Aim of the task:
Rewrite the lines below, changing every "Could you kindly" to "Would you please" and leaving everything else as it is.

Material:

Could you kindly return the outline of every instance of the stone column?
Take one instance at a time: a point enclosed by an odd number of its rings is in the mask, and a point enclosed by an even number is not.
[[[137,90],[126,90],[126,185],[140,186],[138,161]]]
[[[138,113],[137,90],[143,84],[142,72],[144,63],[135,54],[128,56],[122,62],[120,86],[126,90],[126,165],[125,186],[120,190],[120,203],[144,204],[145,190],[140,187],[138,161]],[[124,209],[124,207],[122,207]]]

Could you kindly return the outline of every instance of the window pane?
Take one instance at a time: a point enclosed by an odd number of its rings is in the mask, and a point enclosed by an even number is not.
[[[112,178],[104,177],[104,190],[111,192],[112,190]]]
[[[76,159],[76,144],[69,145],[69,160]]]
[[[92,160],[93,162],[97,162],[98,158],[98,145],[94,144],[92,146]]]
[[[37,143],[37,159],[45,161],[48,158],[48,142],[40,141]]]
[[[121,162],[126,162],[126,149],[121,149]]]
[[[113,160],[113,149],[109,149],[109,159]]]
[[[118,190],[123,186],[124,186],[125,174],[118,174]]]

Problem solution:
Would you please return the outline of every instance of the stone column?
Take one instance at a time: a point enclosed by an odd number of its rings is in the mask, and a point enclosed by an even number is not.
[[[137,90],[126,90],[126,185],[140,186],[138,161]]]
[[[138,113],[137,90],[143,84],[142,72],[144,63],[135,54],[128,56],[122,62],[120,86],[126,90],[126,165],[125,186],[120,190],[120,203],[144,204],[145,190],[140,187],[138,161]],[[124,209],[124,207],[122,207]]]

Would you please return the outline of every instance of the window pane?
Take one instance at a time: a point enclosed by an odd number of its rings is in the mask, and a point enclosed by an even number is not.
[[[112,178],[104,177],[104,190],[111,192],[112,190]]]
[[[76,159],[76,144],[69,145],[69,160]]]
[[[92,160],[93,162],[97,162],[98,158],[98,145],[94,144],[92,146]]]
[[[37,143],[37,159],[45,161],[48,158],[48,142],[40,141]]]
[[[121,162],[126,162],[126,149],[121,149]]]
[[[113,160],[113,149],[109,149],[109,159]]]
[[[118,190],[123,186],[124,186],[125,174],[118,174]]]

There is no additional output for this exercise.